=== WHAT TO DO ===
Write out each line that follows exactly as it stands, without the pictures.
— Start INPUT DATA —
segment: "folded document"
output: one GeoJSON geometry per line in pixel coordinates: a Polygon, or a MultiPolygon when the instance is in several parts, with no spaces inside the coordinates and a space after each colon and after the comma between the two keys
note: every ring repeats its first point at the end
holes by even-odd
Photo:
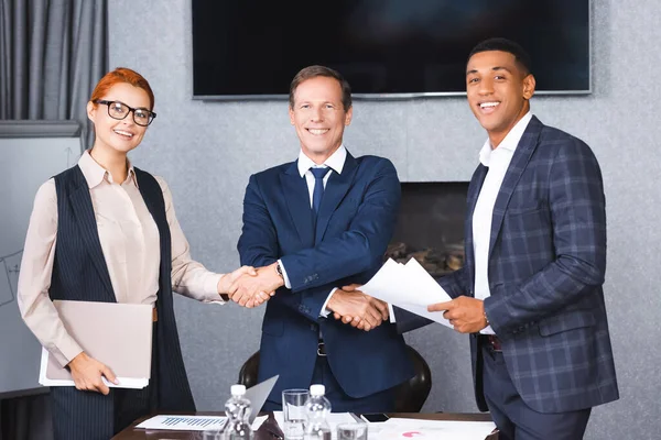
{"type": "Polygon", "coordinates": [[[389,258],[360,290],[388,304],[452,328],[441,311],[427,311],[427,306],[452,300],[420,263],[411,258],[401,264],[389,258]]]}

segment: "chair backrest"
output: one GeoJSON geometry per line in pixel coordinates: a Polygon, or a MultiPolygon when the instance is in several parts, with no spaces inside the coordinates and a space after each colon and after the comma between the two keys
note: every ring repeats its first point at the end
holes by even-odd
{"type": "Polygon", "coordinates": [[[259,351],[254,352],[248,361],[243,363],[239,371],[239,384],[246,385],[246,388],[257,385],[257,374],[259,372],[259,351]]]}
{"type": "MultiPolygon", "coordinates": [[[[432,372],[422,355],[410,345],[407,351],[413,362],[415,375],[409,381],[397,386],[394,391],[397,413],[420,413],[424,402],[432,389],[432,372]]],[[[239,371],[239,384],[250,388],[257,385],[257,374],[259,371],[259,351],[248,358],[239,371]]]]}
{"type": "Polygon", "coordinates": [[[432,371],[415,349],[407,345],[407,351],[413,362],[415,375],[394,388],[394,410],[397,413],[420,413],[432,391],[432,371]]]}

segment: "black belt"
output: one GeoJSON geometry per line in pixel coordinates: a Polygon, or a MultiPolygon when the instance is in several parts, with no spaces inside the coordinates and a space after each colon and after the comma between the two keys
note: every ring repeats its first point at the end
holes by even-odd
{"type": "Polygon", "coordinates": [[[317,356],[325,356],[326,355],[326,344],[324,343],[323,340],[319,339],[319,342],[317,343],[317,356]]]}
{"type": "Polygon", "coordinates": [[[502,352],[502,344],[500,343],[500,339],[496,334],[480,334],[483,343],[487,344],[489,349],[495,352],[502,352]]]}

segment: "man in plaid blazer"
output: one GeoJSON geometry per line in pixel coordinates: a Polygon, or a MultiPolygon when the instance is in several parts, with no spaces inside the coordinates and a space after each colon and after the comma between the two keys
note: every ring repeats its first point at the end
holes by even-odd
{"type": "Polygon", "coordinates": [[[488,133],[468,188],[466,264],[430,306],[470,333],[475,394],[501,439],[581,439],[618,387],[604,305],[599,165],[530,113],[535,80],[516,43],[478,44],[468,103],[488,133]]]}

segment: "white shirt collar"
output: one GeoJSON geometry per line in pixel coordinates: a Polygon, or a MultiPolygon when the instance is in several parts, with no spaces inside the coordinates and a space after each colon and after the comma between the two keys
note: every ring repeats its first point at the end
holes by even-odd
{"type": "Polygon", "coordinates": [[[328,157],[323,165],[317,165],[314,163],[313,160],[311,160],[310,157],[307,157],[305,155],[305,153],[303,153],[303,150],[301,150],[301,152],[299,153],[299,174],[301,175],[301,177],[305,176],[305,173],[313,167],[329,167],[330,169],[333,169],[335,173],[337,174],[342,174],[342,169],[344,168],[344,163],[347,158],[347,148],[345,148],[344,145],[339,145],[339,148],[337,148],[335,151],[335,153],[333,153],[330,155],[330,157],[328,157]]]}
{"type": "MultiPolygon", "coordinates": [[[[98,185],[101,184],[101,182],[104,182],[104,179],[108,180],[109,183],[113,183],[112,182],[112,175],[110,173],[108,173],[108,170],[106,168],[104,168],[101,165],[99,165],[94,157],[91,157],[91,154],[89,154],[90,150],[85,150],[85,152],[83,152],[83,154],[80,155],[80,158],[78,160],[78,166],[80,167],[80,170],[83,172],[83,176],[85,177],[85,180],[87,182],[87,186],[89,188],[94,188],[98,185]]],[[[138,187],[138,179],[136,178],[136,170],[133,169],[133,165],[131,165],[131,161],[129,161],[129,158],[127,157],[127,165],[129,168],[129,174],[127,175],[127,180],[130,179],[133,185],[136,185],[138,187]]],[[[122,184],[121,182],[119,182],[118,184],[122,184]]]]}
{"type": "Polygon", "coordinates": [[[532,113],[528,111],[528,113],[525,113],[523,118],[521,118],[519,122],[517,122],[517,124],[512,127],[509,133],[507,133],[507,135],[505,136],[502,142],[500,142],[500,144],[496,147],[496,150],[491,148],[491,141],[487,139],[487,142],[485,142],[481,150],[479,151],[479,162],[484,166],[489,166],[491,153],[498,150],[507,150],[508,152],[510,152],[510,154],[514,154],[514,151],[517,151],[517,146],[519,145],[519,141],[521,141],[523,132],[525,131],[525,128],[530,123],[531,119],[532,113]]]}

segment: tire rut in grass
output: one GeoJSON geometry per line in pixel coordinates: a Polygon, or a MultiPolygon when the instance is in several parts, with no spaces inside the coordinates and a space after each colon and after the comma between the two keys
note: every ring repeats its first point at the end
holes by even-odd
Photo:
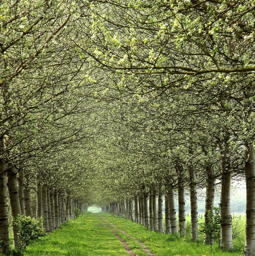
{"type": "Polygon", "coordinates": [[[111,230],[113,231],[114,235],[121,242],[123,246],[123,247],[126,249],[127,252],[131,255],[131,256],[137,256],[137,255],[129,248],[128,244],[126,242],[125,240],[122,238],[120,236],[118,236],[117,233],[116,231],[114,229],[112,229],[108,227],[106,224],[106,223],[104,222],[103,220],[102,219],[101,219],[101,221],[103,223],[104,226],[106,227],[109,229],[110,230],[111,230]]]}
{"type": "Polygon", "coordinates": [[[150,250],[146,247],[145,245],[145,244],[144,243],[141,242],[140,240],[138,240],[138,239],[137,239],[135,237],[131,236],[130,235],[129,235],[128,234],[126,233],[125,231],[124,231],[123,230],[119,228],[118,228],[116,227],[115,225],[114,225],[113,223],[112,223],[111,222],[110,222],[107,219],[106,219],[106,220],[109,222],[110,224],[116,229],[117,229],[117,230],[118,230],[121,232],[122,232],[123,234],[126,235],[126,236],[130,237],[131,238],[132,238],[132,239],[135,240],[135,241],[136,241],[141,246],[141,247],[142,248],[142,249],[144,252],[147,253],[148,255],[149,255],[150,256],[156,256],[155,254],[154,254],[153,253],[152,253],[152,252],[151,252],[150,250]]]}

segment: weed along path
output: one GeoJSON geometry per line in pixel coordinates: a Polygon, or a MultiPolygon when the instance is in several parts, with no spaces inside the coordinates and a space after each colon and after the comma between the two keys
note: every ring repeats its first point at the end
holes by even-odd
— End INPUT DATA —
=== WRITTEN SOLUTION ===
segment: "folded document"
output: one GeoJSON geometry per line in pixel coordinates: a Polygon, or a MultiPolygon when the instance is in several parts, with no spaces inside the coordinates and a space after each colon and after the comma between the two keys
note: every ring repeats its first point at the end
holes by even-odd
Photo:
{"type": "Polygon", "coordinates": [[[389,258],[360,290],[388,304],[452,328],[441,311],[427,311],[427,306],[452,300],[420,263],[411,258],[401,264],[389,258]]]}

segment: "chair backrest"
output: one GeoJSON geometry per line in pixel coordinates: a Polygon, or a MultiPolygon when the instance is in several parts, with no spaces inside the coordinates and a space after each colon and after the comma between the two keys
note: every ring repeats its first point at the end
holes by even-odd
{"type": "Polygon", "coordinates": [[[259,351],[254,352],[248,361],[243,363],[239,371],[239,384],[246,385],[246,388],[257,385],[257,374],[259,372],[259,351]]]}
{"type": "MultiPolygon", "coordinates": [[[[432,372],[422,355],[410,345],[407,351],[413,362],[415,375],[409,381],[397,386],[394,391],[397,413],[420,413],[424,402],[432,389],[432,372]]],[[[239,371],[239,384],[250,388],[257,385],[257,374],[259,371],[259,351],[248,358],[239,371]]]]}
{"type": "Polygon", "coordinates": [[[432,371],[415,349],[407,345],[407,351],[413,362],[415,375],[394,388],[394,410],[397,413],[420,413],[432,391],[432,371]]]}

segment: "black belt"
output: one GeoJSON geometry per line in pixel coordinates: a Polygon, or a MultiPolygon when the instance is in several parts, with no spaces inside the coordinates and a space after each colon and after the comma between the two keys
note: every ring repeats its first point at the end
holes by even-odd
{"type": "Polygon", "coordinates": [[[317,356],[325,356],[326,355],[326,344],[324,343],[323,340],[319,339],[319,342],[317,343],[317,356]]]}
{"type": "Polygon", "coordinates": [[[502,352],[502,344],[500,343],[500,339],[496,334],[480,334],[483,343],[487,344],[489,349],[495,352],[502,352]]]}

segment: "man in plaid blazer"
output: one GeoJSON geometry per line in pixel coordinates: a Polygon, or a MultiPolygon when the instance is in several parts, with no spaces inside the coordinates and a space after each colon and after the comma between the two keys
note: every ring repeats its first point at the end
holes by even-odd
{"type": "Polygon", "coordinates": [[[488,133],[468,188],[466,264],[430,306],[470,333],[475,394],[501,439],[581,439],[618,387],[604,305],[599,165],[530,113],[535,80],[516,43],[478,44],[468,103],[488,133]]]}

segment: "white shirt collar"
output: one GeoJSON geometry per line in pixel coordinates: a Polygon, or a MultiPolygon when the instance is in several parts, with no spaces inside the coordinates and a space after each colon and after the comma between the two keys
note: every ring repeats its first point at the end
holes by even-odd
{"type": "Polygon", "coordinates": [[[328,157],[323,165],[317,165],[314,163],[313,160],[311,160],[310,157],[307,157],[305,155],[305,153],[303,153],[303,150],[301,150],[301,152],[299,153],[299,174],[301,175],[301,177],[305,176],[305,173],[313,167],[329,167],[330,169],[333,169],[335,173],[337,174],[342,174],[342,169],[344,168],[344,163],[347,158],[347,148],[345,148],[344,145],[339,145],[339,148],[337,148],[335,151],[335,153],[333,153],[330,155],[330,157],[328,157]]]}
{"type": "MultiPolygon", "coordinates": [[[[98,185],[101,184],[101,182],[104,182],[104,179],[108,180],[109,183],[113,183],[112,182],[112,175],[110,173],[108,173],[108,170],[106,168],[104,168],[101,165],[99,165],[94,157],[91,157],[91,154],[89,154],[90,150],[85,150],[85,152],[83,152],[83,154],[80,155],[80,158],[78,160],[78,166],[80,167],[80,170],[83,172],[83,176],[85,177],[85,180],[87,182],[87,186],[89,188],[94,188],[98,185]]],[[[138,187],[138,179],[136,178],[136,170],[133,169],[133,165],[131,165],[131,161],[129,161],[129,158],[127,157],[127,165],[129,168],[129,174],[127,175],[127,180],[130,179],[133,185],[136,185],[138,187]]],[[[122,184],[121,182],[119,182],[118,184],[122,184]]]]}
{"type": "Polygon", "coordinates": [[[532,113],[528,111],[528,113],[525,113],[523,118],[521,118],[519,122],[517,122],[517,124],[512,127],[509,133],[507,133],[507,135],[505,136],[502,142],[500,142],[500,144],[496,147],[496,150],[491,148],[491,141],[487,139],[487,142],[485,142],[481,150],[479,151],[479,162],[484,166],[489,166],[491,153],[498,150],[507,150],[508,152],[510,152],[510,154],[514,154],[514,151],[517,151],[517,146],[519,145],[519,141],[521,141],[523,132],[525,131],[525,128],[530,123],[531,119],[532,113]]]}

segment: tire rut in grass
output: one GeoJSON geometry per line in pixel coordinates: a Polygon, or a MultiPolygon when the instance is in several parts, with no spaces inside the coordinates and a space after each colon and after the comma between the two keys
note: every ring repeats its first point at the end
holes by even-odd
Photo:
{"type": "Polygon", "coordinates": [[[111,230],[113,231],[114,235],[121,242],[123,246],[123,247],[126,249],[127,252],[131,255],[131,256],[137,256],[137,255],[129,248],[128,244],[126,242],[125,240],[122,238],[120,236],[118,236],[117,233],[116,231],[114,229],[112,229],[108,227],[106,224],[106,223],[104,222],[103,220],[102,219],[101,219],[101,221],[103,223],[104,226],[106,227],[109,229],[110,230],[111,230]]]}
{"type": "Polygon", "coordinates": [[[150,250],[146,247],[145,245],[145,244],[144,243],[141,242],[140,240],[138,240],[138,239],[137,239],[135,237],[131,236],[130,235],[129,235],[128,234],[126,233],[125,231],[124,231],[123,230],[119,228],[118,228],[116,227],[115,225],[114,225],[113,223],[112,223],[111,222],[110,222],[107,219],[106,219],[106,220],[109,222],[110,224],[116,229],[117,229],[117,230],[118,230],[121,232],[122,232],[123,234],[126,235],[126,236],[130,237],[131,238],[132,238],[132,239],[135,240],[135,241],[136,241],[141,246],[141,247],[142,248],[142,249],[144,252],[147,253],[148,255],[149,255],[150,256],[156,256],[155,254],[154,254],[153,253],[152,253],[152,252],[151,252],[150,250]]]}

segment: weed along path
output: one GeoJSON geometry per line in pixel coordinates: a Polygon, or a MultiPolygon when the instance is in several parts, with no spaces inside the coordinates and a space after each colon and after the comma between the two keys
note: every ring repeats its first point at the end
holes by even-odd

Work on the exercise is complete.